━━━━━ ENTRIES SUPPLIED
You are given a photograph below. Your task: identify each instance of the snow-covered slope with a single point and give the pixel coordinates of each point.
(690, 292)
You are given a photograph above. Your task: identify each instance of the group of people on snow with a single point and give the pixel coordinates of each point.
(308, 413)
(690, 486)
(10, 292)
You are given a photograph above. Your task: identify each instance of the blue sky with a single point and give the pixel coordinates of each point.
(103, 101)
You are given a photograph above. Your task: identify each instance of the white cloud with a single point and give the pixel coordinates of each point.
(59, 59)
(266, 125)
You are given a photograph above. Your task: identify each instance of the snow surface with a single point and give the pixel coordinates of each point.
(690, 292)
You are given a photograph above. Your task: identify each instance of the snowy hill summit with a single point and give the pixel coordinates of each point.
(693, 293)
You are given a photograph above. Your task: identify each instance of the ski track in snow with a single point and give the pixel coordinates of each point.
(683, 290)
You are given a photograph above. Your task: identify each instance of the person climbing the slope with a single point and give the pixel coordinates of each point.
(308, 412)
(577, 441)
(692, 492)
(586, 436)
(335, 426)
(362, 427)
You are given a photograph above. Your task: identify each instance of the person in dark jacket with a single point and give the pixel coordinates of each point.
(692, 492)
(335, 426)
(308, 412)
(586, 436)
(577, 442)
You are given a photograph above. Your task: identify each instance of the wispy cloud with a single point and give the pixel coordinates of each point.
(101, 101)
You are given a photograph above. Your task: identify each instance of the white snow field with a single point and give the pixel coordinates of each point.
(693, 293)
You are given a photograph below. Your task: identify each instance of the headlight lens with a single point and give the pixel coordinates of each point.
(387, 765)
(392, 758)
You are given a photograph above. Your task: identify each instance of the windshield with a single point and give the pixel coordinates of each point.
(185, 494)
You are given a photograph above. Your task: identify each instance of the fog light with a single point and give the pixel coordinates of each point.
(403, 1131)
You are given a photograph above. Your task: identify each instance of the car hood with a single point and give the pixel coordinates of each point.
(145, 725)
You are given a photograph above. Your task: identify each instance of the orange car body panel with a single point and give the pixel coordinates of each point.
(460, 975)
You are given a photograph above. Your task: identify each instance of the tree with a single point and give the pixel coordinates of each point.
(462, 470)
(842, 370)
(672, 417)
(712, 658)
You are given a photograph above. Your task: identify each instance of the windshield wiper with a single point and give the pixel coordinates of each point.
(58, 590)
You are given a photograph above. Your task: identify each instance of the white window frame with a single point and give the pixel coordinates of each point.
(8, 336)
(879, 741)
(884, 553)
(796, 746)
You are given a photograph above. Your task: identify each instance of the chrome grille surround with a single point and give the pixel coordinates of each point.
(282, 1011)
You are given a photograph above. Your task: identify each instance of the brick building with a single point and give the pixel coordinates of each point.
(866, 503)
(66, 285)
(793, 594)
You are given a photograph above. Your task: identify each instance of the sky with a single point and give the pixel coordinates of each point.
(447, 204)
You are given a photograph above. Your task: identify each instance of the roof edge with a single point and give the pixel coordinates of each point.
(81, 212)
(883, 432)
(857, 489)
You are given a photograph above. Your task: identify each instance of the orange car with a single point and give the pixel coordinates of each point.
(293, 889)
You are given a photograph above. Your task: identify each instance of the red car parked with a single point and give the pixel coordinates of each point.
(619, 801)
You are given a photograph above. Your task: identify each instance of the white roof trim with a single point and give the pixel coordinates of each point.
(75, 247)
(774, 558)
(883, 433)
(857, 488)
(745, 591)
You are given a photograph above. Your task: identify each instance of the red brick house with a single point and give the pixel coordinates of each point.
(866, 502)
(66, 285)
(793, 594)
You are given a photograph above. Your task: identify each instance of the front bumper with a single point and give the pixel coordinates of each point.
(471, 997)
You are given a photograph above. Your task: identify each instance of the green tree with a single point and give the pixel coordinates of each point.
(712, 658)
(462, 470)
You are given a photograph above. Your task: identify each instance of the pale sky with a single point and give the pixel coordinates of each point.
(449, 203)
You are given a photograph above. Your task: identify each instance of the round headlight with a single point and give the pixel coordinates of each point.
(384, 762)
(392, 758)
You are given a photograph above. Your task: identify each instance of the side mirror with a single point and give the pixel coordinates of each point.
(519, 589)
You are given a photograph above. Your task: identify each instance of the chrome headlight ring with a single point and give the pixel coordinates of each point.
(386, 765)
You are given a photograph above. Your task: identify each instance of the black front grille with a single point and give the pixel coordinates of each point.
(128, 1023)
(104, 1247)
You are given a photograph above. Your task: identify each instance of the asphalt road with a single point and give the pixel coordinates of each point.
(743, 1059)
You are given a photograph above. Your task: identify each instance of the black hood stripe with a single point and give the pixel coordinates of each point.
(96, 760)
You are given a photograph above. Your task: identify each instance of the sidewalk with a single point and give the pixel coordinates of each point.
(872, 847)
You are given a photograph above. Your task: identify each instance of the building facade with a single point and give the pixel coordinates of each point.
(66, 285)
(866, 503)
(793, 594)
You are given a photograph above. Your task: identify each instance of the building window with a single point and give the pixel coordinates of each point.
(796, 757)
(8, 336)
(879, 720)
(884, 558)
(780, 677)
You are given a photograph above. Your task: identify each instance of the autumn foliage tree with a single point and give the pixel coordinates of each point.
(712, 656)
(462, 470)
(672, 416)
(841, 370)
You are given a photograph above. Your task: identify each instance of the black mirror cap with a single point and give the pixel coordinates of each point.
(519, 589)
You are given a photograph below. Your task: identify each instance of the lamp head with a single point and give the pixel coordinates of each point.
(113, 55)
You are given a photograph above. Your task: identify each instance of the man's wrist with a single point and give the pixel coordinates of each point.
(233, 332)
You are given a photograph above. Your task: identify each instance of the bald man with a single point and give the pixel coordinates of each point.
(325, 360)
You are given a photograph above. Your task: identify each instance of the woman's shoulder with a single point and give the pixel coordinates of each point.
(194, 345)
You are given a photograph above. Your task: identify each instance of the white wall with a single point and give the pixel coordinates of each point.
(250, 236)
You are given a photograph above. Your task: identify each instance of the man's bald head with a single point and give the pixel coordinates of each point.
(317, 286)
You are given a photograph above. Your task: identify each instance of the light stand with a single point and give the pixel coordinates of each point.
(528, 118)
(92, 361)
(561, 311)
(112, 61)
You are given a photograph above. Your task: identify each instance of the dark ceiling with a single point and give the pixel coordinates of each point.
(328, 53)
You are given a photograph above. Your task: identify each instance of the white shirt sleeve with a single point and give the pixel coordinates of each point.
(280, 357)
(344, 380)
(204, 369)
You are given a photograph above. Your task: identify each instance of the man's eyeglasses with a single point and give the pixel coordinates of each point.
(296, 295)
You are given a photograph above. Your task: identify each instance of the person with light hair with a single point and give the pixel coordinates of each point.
━━━━━━━━━━
Retype every record exactly, omitting nothing.

You are given a photograph below. Your task: identify each instance of the snow-covered slope with a single point and give the pixel coordinates of each point.
(690, 292)
You are given a photograph above. Your task: identify each instance of the group of people on snow with a single point and give the pixel coordinates of each point.
(308, 413)
(690, 486)
(10, 292)
You are given a photograph above. Your task: identify each instance of the blue sky with a single point and give the pixel coordinates of each point.
(103, 101)
You are given a photograph above. Your task: identify each instance of the white cloud with a single point and give the pixel coordinates of each point.
(59, 59)
(266, 125)
You are given a photograph above. Your task: identify each instance of the snow surface with a single point and give the pixel coordinates of each point.
(690, 292)
You are given a photograph above. Your task: identify each instance of the snowy hill summit with a single point and give the pixel coordinates of each point.
(693, 293)
You are given a photograph above. Your task: identify each instance of the ski track in snow with a single point and give the pixel coordinates of each point.
(683, 290)
You are given a photograph above. Your task: identify each instance of the person climbing the slope with a single point and give the pixel coordinates of each point.
(308, 412)
(577, 441)
(692, 492)
(586, 436)
(335, 426)
(362, 427)
You are given a photograph above. Your task: identify each instance of the person in dark jacket with a single point and give the pixel coordinates of each point.
(692, 492)
(335, 426)
(308, 412)
(586, 436)
(577, 442)
You are given a photograph above. Your task: identify each instance of the wispy cloud with a single point and give the pixel coordinates of each point.
(101, 101)
You are given a photograph above. Your task: identify each instance of the white snow field with a single point and give the pixel coordinates of each point.
(693, 293)
You are given a photograph below. Your task: identify each instance of the headlight lens with a single point and give the pixel coordinates of each point.
(387, 765)
(392, 758)
You are given a photograph above. Your task: identify each instance of the windshield with a single point and give the pixel coordinates of each point.
(185, 494)
You are given a photograph above. Your task: identify each instance of the fog light with a single point and give the pixel coordinates of each point.
(403, 1131)
You are given a photograph above. Your task: identify each instance of the car hood with a single point and give the pixel coordinates of each point.
(145, 725)
You are given a photograph above. Your task: identify each instance of the orange car body panel with a single point and give the pixel coordinates of each point.
(460, 975)
You are given a photograph above. Your task: identify each instance of the tree with a single point and give the pixel coordinates of each point.
(462, 470)
(842, 370)
(672, 417)
(712, 658)
You are given a photograph above. Your task: identify each instance of the windshield wiper with a single point and give the pixel coordinates of each point.
(58, 590)
You are given a photograph above. Your task: identify each instance of the white window frame with a single point and give the pixel coordinates of each point.
(8, 336)
(879, 741)
(884, 553)
(796, 746)
You are given a photograph above. Your task: identify each instance of the chrome grille surround with a single point and give the pixel coordinates of each point.
(282, 1011)
You are given a photograph above. Your task: identify each instance of the brick building with a single point and give the pixel coordinates of each point.
(866, 503)
(66, 285)
(793, 594)
You are given a photograph above. Your task: identify each instance of the sky with a single point and give the pixel coordinates of each point.
(447, 204)
You are given a photograph above. Your task: identify each instance of the roof edge with a single point and give the pixel coordinates of each point.
(81, 212)
(883, 432)
(857, 489)
You are given a photograph above. Your task: identify each instance of the orange car with a single point and give the pixel coordinates of each point.
(293, 889)
You are given a photograph above. Your task: identify each instance of the red car parked with a single point and give the pixel coordinates of each point.
(619, 801)
You are given a photograph above. Your task: identify each instance of the white roof trim with a single point and give the pixel coordinates of each point.
(75, 247)
(774, 558)
(883, 433)
(857, 488)
(745, 591)
You are given a photograph above. Your task: identify each instance of the red brick house with a single point and give the pixel coordinates of each point.
(866, 502)
(66, 285)
(793, 594)
You are given a photograph above. Your task: identify each instance of the front bumper with a single point and give the pixel coordinates of each point.
(471, 997)
You are given a photograph above. Your task: identify each instance of the green tree with a single point and give the pixel coordinates of each point.
(712, 658)
(462, 470)
You are given a photograph above. Your task: identify each instance of the pale sky with a single point and give the pixel coordinates of each point.
(449, 203)
You are given a photograph above. Your task: identify each instance of the round headlight with a single point and give the pixel coordinates of each point.
(384, 762)
(392, 758)
You are given a photograph above. Your task: identify each instance of the side mirror with a single point and give the pixel coordinates of each point.
(519, 589)
You are given a photograph above. Your task: identify each instance of the chrome headlight ring with a single point and give the pixel coordinates of each point.
(386, 765)
You are given a photograph above. Your task: identify each instance of the black front grille with a single point and give the pixel coordinates of each point.
(128, 1023)
(104, 1247)
You are given a photograph above. Your task: identify each instance of the asphalt road with a single point and give the pixel coordinates of each point.
(743, 1059)
You are given a photograph above. Your task: identify each instance of the black hood stripe with a single point and give the pixel coordinates of each point.
(96, 760)
You are given a photograph above. Your task: identify each instance of the sidewalk with a single point and give the pixel coordinates of each point.
(872, 847)
You are given a photograph above. Your task: identify each instance of the building facade with a single point and give the pixel coordinates of each point.
(66, 285)
(866, 503)
(793, 594)
You are given a photograph above. Your task: identify each instance of the building window with a single point and give the pixel coordinates of each point.
(796, 757)
(8, 336)
(879, 720)
(884, 558)
(780, 677)
You are given a photograph above. Your task: identify each instance of the autumn foliage tree with a single point and give the pixel coordinates of each point.
(712, 656)
(462, 470)
(672, 416)
(841, 370)
You are given a photograph above. Your task: identify each instance of the black mirror cap with a single point and give the pixel coordinates of each point.
(519, 589)
You are given a photograph below. Your task: identify each instance of the lamp head with a single point and give the pixel coordinates of each point.
(113, 55)
You are given a photograph above. Your task: identify each instance of the man's wrist with a single point and give the pixel coordinates of each point.
(233, 332)
You are given a photograph above. Your task: identify each instance of the bald man with a single point and give the pixel coordinates of each point.
(325, 360)
You are given a photograph above. Your task: identify each instance of the woman's shoulder with a single point and give the pixel coordinates of each point.
(194, 345)
You are given a photograph above. Your task: identify each instance of the white wall with a single point and give the pixel coordinates of each point.
(250, 236)
You are given a photograph above. Your task: identify each instance of the man's bald head with a single point and give the pixel coordinates of each point.
(317, 286)
You are given a photograph above. Your task: identify each instance of the light stand with a single point and give the pixel coordinates of each point.
(528, 118)
(92, 361)
(561, 311)
(112, 61)
You are given a photograph above. Your task: identify each instance of the dark ceiling with a single point and give the pixel coordinates of each point.
(328, 53)
You are given a photograph above. Your task: identify each instance of the white shirt sleeve with a single point and give the pixel coordinates of each point.
(280, 357)
(344, 380)
(204, 369)
You are given a photograph above. Your task: identify each instance of the man's eyeglasses with a single point and give the pixel coordinates of each point.
(296, 295)
You are given a photograph above. Your task: identify each instance of the person with light hair with a single point and give the pixel coordinates of each point.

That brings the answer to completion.